> **EXERCISE DIRECTIONS**
Reproduce every one of the records below verbatim, keeping them in their original order.
## begin SOURCE RECORDS
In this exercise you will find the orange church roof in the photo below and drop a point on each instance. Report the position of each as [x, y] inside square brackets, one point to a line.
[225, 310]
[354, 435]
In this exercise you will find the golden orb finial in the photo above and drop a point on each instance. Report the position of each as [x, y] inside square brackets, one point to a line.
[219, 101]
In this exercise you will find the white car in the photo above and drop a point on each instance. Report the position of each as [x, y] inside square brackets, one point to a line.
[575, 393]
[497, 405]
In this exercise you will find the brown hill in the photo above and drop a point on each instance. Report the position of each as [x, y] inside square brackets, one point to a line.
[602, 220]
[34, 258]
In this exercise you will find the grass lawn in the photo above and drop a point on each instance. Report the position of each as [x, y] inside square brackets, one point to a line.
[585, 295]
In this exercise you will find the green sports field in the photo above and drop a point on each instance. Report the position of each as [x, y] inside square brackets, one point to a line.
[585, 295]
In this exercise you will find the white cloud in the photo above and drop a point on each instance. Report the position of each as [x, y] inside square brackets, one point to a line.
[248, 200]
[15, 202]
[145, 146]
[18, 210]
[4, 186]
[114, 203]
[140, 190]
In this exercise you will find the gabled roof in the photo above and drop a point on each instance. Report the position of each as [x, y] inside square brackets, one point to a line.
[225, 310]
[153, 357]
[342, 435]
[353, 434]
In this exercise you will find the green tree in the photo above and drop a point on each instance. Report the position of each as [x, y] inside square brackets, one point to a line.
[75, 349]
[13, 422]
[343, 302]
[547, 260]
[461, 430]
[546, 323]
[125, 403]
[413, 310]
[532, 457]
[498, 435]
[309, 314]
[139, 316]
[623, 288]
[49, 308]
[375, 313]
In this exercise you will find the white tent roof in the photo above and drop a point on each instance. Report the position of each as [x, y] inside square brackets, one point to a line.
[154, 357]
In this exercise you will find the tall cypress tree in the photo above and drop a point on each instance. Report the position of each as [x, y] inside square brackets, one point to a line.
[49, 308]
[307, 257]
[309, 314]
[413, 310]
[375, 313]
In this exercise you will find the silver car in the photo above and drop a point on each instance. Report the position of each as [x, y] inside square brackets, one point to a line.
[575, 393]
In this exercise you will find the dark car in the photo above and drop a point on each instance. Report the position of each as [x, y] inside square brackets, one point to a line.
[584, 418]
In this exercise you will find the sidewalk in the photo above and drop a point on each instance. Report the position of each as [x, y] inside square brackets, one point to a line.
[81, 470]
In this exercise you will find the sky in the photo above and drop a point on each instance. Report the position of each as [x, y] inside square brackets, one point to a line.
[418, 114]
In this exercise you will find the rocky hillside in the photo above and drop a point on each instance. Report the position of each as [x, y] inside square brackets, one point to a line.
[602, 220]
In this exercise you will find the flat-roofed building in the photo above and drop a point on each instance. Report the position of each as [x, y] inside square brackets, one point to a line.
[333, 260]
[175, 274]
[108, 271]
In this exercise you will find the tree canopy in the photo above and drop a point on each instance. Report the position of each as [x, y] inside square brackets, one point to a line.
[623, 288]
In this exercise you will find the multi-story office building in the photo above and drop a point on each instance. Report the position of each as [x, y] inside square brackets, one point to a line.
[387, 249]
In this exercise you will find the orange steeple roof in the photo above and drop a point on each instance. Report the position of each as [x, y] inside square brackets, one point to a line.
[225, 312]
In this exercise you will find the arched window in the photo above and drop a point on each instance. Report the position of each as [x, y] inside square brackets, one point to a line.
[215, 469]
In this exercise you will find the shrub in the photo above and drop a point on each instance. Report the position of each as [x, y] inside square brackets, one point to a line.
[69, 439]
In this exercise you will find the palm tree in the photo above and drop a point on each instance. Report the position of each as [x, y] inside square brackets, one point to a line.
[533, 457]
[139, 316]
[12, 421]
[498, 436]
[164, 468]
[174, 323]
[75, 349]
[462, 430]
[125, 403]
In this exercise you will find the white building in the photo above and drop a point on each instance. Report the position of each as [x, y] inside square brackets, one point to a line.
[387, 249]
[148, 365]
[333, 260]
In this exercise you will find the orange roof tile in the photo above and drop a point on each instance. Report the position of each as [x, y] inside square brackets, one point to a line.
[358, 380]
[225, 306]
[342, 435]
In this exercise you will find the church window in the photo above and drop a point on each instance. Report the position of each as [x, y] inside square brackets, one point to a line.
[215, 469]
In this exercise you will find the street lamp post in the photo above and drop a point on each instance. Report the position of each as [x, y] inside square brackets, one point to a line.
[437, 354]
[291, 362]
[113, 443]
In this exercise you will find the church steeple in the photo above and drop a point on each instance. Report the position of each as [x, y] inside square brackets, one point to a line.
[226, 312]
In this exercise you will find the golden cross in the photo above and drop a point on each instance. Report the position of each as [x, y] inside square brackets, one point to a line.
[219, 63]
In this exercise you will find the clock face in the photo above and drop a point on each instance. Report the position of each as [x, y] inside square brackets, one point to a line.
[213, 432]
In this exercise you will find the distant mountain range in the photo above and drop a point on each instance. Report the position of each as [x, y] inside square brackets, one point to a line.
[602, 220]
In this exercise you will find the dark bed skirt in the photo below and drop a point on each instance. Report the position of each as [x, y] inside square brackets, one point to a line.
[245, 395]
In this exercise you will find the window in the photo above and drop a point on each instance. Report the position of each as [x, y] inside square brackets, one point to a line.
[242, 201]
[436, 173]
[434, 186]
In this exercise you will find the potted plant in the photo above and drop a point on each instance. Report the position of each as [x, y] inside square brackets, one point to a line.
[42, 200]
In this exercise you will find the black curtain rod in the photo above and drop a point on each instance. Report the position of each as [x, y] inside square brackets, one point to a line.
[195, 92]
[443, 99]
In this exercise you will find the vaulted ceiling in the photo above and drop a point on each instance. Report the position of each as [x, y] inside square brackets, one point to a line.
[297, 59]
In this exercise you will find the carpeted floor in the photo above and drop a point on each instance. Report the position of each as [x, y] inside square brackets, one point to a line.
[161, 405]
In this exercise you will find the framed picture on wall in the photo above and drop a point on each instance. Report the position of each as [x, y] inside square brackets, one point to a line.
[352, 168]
## end SOURCE RECORDS
> **ANSWER TO THIS PROBLEM**
In this exercise you will find the orange church roof in the photo below and drop a point on each instance. Report the position of each as [x, y] inside square brackets, one point to a line.
[225, 310]
[354, 435]
In this exercise you will find the golden orb finial in the photo above and drop a point on each instance. Report the position of each as [x, y] inside square brackets, one point to a line.
[219, 101]
In this exercise you will find the white car in the photo above and drop a point on each instance. Report the position of each as [x, y] inside square brackets, one point to a line.
[575, 393]
[497, 405]
In this exercise you will find the brown hill in the photo above and drop a point on each instance. Report the position of each as [x, y] inside square brackets, one point to a line.
[602, 220]
[34, 258]
In this exercise you will find the grass lawn in the photo above and drop a point on each instance. Report the position of each as [x, y] inside square brackets, one point to a line.
[585, 295]
In this exercise you will find the green sports field in the photo above and drop a point on each instance. Report the position of each as [x, y] inside square brackets, one point to a line.
[585, 295]
In this exercise you will find the white cloud in the photo above and drop a point on each instance. Report the position of each as [x, y] inside square brackets, one point to a line.
[248, 200]
[15, 202]
[145, 146]
[18, 210]
[4, 186]
[114, 203]
[140, 190]
In this exercise you will find the gabled roof in the photo above and drop a point on each instance. Report the position of each as [x, y] inside square brackets, one point to a line.
[225, 310]
[153, 357]
[342, 435]
[353, 434]
In this exercise you will find the green tree in the photo above and drop a point on each instance. Report the position of each as [x, y] inside square brackets, one point to a line.
[75, 349]
[13, 422]
[343, 302]
[547, 260]
[461, 430]
[546, 323]
[125, 403]
[413, 310]
[532, 457]
[498, 435]
[309, 314]
[139, 316]
[623, 288]
[49, 308]
[375, 313]
In this exercise you will find the white tent roof in the photo above and drop a point on each instance. Report the position of each as [x, y] inside square brackets, one point to a line.
[154, 357]
In this exercise you will find the tall cypress tree in the photo above and drop a point on each instance. Report the position of each as [x, y] inside square brackets, one point to a line.
[49, 308]
[307, 257]
[309, 314]
[413, 310]
[375, 313]
In this exercise you will find the silver car in the photo above and drop a point on each instance. Report the position of each as [x, y] inside square brackets, one point to a line.
[575, 393]
In this exercise you will find the dark car in the photo above and drop a point on each instance. Report the position of each as [x, y] inside square brackets, one point to a line.
[584, 418]
In this exercise you will find the sidewalk in the photo above and drop a point on each instance. Report the position of each as [x, y] inside square brackets, one point to a line.
[81, 470]
In this exercise you will find the sky in the photo above and drop a point on each instance. Report the position of each as [x, y] inside square brackets, one point to a line.
[418, 114]
In this exercise you will find the rocky hillside in the photo above and drop a point on each instance. Report the position of each as [x, y] inside square brackets, one point to a line.
[602, 220]
In this exercise you will find the flat-roofed building in the photo above and drop a point on each instance. Report the position of each as [x, y] inside square brackets, one point to a line.
[333, 260]
[175, 274]
[108, 271]
In this exercise you will find the tree canopy in the photo above and drop a point on each instance. Report the position of each as [x, y] inside square brackets, one point to a line.
[623, 288]
In this exercise you will find the multi-story office building in the photo above and drop a point on each instance. Report the position of each as [x, y] inside square brackets, one point to a line.
[387, 249]
In this exercise you will find the orange steeple roof in the photo above and drop a point on each instance. Report the position of each as [x, y] inside square brackets, one point to a line.
[225, 312]
In this exercise you will find the arched window in the photo above and drop a point on each instance. Report the position of each as [x, y] inside square brackets, one point to a line.
[215, 469]
In this exercise you will find the shrub in the photo above and drop a point on each instance. Report the position of each as [x, y] inside square brackets, one point to a line.
[69, 439]
In this exercise you will find the palm tree in the photo above and drop a point on each instance. Report the position of each as [x, y] inside square brackets, one point to a line.
[533, 457]
[139, 316]
[12, 421]
[498, 436]
[164, 468]
[174, 323]
[75, 349]
[462, 430]
[125, 403]
In this exercise you will find the white building in the photo above and drop a point on each instance. Report the position of each as [x, y] inside square brackets, one point to a line.
[387, 249]
[148, 365]
[333, 260]
In this exercise you will find the orange roof tile in the photo above and drop a point on each instance. Report the position of each as [x, y] inside square brackets, one point to a line.
[358, 380]
[225, 306]
[342, 435]
In this exercise you will find the church window in the photo above and drop a point on each instance. Report the position of each as [x, y] inside square brackets, one point to a line.
[215, 469]
In this exercise you will find the street lamp post in the photo above and drop a point on each instance. Report the position of each as [x, y] inside square brackets, one point to a line.
[437, 354]
[291, 362]
[113, 443]
In this exercise you will find the church steeple in the photo above and drop a point on each instance. Report the position of each as [x, y] inside square brackets, one point to a line.
[226, 312]
In this exercise you will find the golden cross in the photo above and drop a point on each instance. Report the position of each as [x, y] inside square brackets, one point to a line.
[219, 63]
In this exercise you will find the clock face in the photo above and drop a point on each instance. Report the position of each as [x, y] inside square brackets, one point to a line.
[213, 432]
In this exercise you will find the distant mountain range in the photo above and drop a point on each instance. Report the position of each as [x, y] inside square brackets, one point to a line.
[602, 220]
In this exercise you will find the dark bed skirt in the photo below and drop a point on each instance. Report the position of each as [x, y] inside square brackets, one point to a line.
[245, 395]
In this exercise you will find the window in the photo above and drop a point on each instance. Report the position of each as [x, y] inside square brackets, one point to a line.
[242, 201]
[436, 173]
[434, 186]
In this exercise you will find the potted plant in the photo above and drop a point on each instance. Report the position of each as [x, y] inside square brackets, one point to a line.
[42, 200]
In this exercise you will find the black curtain rod in the photo above and drop a point on each instance. Report the position of each as [x, y] inside square brackets, one point to a line.
[195, 92]
[443, 99]
In this exercise you will find the vaulted ceiling in the photo above and drop a point on each instance. Report the position of each as [x, y] inside square brackets, one point to a line.
[297, 59]
In this exercise you will find the carpeted floor in the photo above and drop a point on each instance. Report the position of each as [x, y] inside square brackets, one point to a line.
[161, 405]
In this exercise you will find the framed picture on wall in the photo above and drop a point on each instance. Report the position of each as [x, y] inside square brackets, one point to a line.
[352, 168]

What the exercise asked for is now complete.